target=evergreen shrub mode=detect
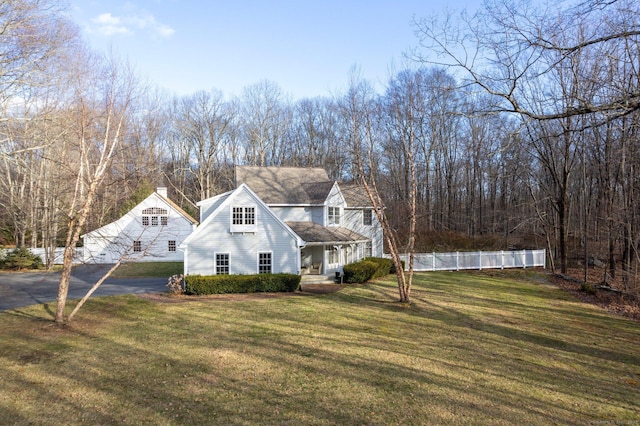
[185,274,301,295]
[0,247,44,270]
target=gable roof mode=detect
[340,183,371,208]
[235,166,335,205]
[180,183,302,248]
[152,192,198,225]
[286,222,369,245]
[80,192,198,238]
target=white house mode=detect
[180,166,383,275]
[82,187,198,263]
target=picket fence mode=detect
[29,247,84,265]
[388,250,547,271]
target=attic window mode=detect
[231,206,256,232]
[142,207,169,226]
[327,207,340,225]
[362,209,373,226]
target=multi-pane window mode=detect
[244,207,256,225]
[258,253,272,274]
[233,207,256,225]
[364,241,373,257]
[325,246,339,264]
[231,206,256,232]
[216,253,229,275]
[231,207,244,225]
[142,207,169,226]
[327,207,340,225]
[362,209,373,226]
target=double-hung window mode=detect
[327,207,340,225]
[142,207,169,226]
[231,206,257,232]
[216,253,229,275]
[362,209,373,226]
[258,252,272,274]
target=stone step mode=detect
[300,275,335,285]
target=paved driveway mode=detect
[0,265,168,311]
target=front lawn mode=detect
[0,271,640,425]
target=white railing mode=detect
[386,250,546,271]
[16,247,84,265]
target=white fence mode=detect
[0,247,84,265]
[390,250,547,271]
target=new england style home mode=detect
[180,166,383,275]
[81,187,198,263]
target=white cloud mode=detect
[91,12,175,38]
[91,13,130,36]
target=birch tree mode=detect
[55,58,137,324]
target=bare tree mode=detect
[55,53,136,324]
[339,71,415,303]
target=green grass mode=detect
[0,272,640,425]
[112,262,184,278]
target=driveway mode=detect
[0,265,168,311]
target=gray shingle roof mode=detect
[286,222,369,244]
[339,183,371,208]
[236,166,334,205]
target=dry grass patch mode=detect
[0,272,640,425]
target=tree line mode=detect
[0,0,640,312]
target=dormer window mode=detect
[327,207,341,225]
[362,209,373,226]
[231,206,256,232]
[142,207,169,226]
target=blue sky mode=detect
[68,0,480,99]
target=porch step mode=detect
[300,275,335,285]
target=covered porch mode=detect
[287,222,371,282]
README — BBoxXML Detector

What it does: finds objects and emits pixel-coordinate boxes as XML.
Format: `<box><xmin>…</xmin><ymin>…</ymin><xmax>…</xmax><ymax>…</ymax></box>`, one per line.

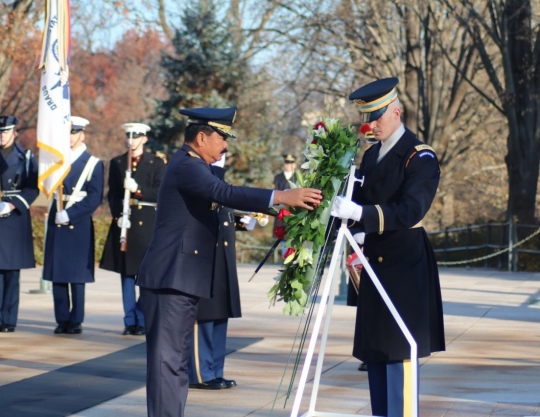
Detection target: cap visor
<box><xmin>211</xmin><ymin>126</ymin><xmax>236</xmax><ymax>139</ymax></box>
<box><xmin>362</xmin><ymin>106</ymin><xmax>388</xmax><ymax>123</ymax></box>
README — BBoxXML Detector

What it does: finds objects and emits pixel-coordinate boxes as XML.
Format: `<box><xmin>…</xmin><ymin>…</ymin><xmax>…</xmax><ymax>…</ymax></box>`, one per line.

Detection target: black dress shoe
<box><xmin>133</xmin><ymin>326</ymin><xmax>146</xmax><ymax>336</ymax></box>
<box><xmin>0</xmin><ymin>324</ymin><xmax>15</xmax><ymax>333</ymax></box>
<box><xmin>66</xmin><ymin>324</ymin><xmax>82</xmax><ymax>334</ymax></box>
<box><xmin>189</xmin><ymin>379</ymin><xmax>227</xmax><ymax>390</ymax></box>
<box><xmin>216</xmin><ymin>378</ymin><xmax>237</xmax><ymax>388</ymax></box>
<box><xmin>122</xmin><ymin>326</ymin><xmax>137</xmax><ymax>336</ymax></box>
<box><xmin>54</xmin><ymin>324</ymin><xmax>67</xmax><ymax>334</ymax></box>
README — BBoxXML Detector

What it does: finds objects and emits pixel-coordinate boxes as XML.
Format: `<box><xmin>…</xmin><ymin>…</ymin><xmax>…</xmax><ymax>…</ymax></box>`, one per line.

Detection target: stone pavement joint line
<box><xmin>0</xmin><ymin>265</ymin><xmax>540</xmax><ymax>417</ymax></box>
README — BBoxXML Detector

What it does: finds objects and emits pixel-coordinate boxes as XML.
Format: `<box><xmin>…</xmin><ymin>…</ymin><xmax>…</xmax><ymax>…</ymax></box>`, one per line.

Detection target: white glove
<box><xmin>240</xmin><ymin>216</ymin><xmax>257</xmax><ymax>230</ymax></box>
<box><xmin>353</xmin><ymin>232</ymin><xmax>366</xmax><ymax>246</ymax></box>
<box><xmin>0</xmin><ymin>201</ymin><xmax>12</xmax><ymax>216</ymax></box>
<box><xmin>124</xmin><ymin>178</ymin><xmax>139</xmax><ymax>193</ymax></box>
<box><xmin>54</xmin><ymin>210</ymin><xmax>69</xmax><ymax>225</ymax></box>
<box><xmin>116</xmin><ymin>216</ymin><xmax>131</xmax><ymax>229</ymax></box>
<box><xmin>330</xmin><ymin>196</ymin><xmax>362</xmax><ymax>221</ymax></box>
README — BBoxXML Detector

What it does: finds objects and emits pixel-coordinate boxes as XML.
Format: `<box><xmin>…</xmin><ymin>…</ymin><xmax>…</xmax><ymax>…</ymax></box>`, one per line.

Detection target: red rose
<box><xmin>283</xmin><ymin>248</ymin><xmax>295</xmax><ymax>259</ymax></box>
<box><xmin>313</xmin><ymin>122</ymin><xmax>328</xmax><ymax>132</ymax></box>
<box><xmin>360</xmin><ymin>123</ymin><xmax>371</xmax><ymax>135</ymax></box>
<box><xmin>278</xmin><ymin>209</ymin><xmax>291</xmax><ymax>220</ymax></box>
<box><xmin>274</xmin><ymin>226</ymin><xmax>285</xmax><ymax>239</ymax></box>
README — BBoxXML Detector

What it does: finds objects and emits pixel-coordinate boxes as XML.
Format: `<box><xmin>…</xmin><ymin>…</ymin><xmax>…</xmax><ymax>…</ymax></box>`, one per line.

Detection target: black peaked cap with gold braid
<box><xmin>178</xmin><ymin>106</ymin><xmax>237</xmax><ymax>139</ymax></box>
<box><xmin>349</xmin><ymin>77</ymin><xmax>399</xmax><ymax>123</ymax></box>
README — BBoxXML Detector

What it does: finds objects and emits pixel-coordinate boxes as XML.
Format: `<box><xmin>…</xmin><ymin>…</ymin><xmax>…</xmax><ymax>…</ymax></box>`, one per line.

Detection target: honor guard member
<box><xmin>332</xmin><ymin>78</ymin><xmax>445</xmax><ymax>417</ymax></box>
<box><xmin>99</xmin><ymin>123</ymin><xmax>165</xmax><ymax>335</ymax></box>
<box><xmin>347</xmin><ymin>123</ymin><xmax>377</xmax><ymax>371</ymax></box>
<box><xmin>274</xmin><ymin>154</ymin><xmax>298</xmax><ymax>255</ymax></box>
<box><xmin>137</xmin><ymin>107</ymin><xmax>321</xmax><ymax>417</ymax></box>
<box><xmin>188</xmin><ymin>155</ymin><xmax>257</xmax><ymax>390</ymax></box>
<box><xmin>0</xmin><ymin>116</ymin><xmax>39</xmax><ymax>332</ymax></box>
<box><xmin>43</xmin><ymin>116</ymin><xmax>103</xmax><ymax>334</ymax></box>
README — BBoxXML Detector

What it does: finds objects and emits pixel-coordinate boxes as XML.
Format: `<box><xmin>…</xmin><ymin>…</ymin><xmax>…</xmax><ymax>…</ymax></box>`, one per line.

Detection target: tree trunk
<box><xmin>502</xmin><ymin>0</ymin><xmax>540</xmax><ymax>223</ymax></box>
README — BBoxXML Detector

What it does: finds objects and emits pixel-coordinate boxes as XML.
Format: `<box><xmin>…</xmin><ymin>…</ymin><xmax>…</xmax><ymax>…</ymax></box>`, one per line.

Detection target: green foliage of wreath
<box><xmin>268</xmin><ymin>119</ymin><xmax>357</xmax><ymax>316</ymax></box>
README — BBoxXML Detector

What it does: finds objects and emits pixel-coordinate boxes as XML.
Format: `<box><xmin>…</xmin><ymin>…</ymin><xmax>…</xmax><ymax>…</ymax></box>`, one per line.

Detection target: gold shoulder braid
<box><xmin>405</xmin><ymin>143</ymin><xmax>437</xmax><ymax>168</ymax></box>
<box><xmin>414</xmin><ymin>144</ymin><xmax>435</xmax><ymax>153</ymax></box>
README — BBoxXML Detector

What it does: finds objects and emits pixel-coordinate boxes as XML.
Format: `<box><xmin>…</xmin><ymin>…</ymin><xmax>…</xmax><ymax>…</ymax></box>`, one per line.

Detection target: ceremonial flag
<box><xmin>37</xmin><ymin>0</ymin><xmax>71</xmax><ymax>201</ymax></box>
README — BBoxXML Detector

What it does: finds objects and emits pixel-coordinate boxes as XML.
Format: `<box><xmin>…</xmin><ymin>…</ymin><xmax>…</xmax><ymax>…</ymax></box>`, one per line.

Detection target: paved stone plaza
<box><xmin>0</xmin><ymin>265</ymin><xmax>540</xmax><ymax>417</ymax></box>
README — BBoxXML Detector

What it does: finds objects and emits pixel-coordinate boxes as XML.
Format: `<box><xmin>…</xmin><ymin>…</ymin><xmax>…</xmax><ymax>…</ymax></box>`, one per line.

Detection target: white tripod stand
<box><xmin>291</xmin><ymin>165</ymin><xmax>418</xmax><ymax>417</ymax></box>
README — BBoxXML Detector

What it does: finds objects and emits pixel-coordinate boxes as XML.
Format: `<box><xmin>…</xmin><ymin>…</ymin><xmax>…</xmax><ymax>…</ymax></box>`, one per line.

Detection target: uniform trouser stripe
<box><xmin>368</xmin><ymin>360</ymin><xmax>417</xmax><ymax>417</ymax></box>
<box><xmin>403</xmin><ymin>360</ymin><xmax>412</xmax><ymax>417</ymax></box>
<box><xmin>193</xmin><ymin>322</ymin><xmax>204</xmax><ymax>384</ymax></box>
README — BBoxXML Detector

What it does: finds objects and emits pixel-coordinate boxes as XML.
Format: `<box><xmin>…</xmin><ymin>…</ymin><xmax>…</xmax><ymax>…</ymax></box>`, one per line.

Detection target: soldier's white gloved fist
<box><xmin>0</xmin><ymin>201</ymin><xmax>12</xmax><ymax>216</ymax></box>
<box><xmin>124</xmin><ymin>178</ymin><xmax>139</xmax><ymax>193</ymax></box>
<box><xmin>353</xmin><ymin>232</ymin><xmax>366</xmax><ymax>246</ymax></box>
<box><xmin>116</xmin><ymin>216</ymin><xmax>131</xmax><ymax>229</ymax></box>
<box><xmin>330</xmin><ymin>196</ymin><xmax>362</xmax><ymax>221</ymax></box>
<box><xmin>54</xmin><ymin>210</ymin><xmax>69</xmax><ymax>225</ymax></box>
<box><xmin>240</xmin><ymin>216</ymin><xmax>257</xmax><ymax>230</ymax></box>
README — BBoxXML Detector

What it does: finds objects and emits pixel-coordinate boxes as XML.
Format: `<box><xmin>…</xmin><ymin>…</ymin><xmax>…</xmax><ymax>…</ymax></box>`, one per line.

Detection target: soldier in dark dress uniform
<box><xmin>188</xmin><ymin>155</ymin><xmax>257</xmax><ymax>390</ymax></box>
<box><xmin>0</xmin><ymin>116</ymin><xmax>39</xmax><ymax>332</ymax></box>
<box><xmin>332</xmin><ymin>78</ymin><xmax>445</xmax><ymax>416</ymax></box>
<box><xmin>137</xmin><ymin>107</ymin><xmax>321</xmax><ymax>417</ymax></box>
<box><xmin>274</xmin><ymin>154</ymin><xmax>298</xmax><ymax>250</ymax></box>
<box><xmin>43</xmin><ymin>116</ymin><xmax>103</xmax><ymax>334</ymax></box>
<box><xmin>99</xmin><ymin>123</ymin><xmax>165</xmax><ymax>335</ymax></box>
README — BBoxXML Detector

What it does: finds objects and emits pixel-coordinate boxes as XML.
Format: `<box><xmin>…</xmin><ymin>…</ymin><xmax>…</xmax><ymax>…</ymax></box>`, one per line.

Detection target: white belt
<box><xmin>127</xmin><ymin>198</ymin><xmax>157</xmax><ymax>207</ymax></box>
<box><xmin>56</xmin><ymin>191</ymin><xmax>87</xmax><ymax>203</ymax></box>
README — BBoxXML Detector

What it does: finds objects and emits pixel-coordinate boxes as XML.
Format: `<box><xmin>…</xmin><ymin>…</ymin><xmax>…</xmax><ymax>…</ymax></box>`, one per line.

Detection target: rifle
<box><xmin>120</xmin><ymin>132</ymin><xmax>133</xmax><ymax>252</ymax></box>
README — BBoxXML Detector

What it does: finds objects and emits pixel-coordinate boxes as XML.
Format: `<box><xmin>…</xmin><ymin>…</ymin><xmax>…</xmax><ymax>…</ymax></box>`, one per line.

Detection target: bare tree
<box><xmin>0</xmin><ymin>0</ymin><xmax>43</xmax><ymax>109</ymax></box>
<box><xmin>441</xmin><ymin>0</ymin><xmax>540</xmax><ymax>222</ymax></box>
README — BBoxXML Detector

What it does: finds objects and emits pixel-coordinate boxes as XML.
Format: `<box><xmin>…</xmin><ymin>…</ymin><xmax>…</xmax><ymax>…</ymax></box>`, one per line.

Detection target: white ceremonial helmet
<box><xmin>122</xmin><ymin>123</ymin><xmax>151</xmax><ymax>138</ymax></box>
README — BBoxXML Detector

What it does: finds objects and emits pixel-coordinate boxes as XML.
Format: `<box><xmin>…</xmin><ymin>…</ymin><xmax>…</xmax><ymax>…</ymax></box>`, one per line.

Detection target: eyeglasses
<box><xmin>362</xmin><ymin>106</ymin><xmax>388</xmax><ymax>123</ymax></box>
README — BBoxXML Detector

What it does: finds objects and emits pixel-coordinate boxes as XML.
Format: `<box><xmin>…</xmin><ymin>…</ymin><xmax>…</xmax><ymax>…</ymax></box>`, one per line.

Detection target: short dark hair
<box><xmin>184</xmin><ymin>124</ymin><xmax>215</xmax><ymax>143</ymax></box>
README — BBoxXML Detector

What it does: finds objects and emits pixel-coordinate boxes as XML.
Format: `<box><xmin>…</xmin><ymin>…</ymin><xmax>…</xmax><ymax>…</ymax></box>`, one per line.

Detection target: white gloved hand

_Work instructions_
Change "bare tree" to "leafless tree" in everything from the line containing "target=white cloud mode=detect" down to the line containing "[0,0,640,312]", and give those lines again with nothing else altered.

_Result of this task_
target=white cloud mode=detect
[91,12,175,38]
[91,13,130,36]
target=birch tree mode=detect
[55,58,137,324]
target=leafless tree mode=detect
[55,53,136,324]
[339,71,415,303]
target=green grass mode=detect
[0,272,640,425]
[112,262,184,278]
target=driveway mode=detect
[0,265,168,311]
target=gray shingle roof mode=detect
[286,222,369,244]
[339,183,371,208]
[236,166,334,205]
target=dry grass patch mode=detect
[0,272,640,425]
target=tree line mode=detect
[0,0,640,312]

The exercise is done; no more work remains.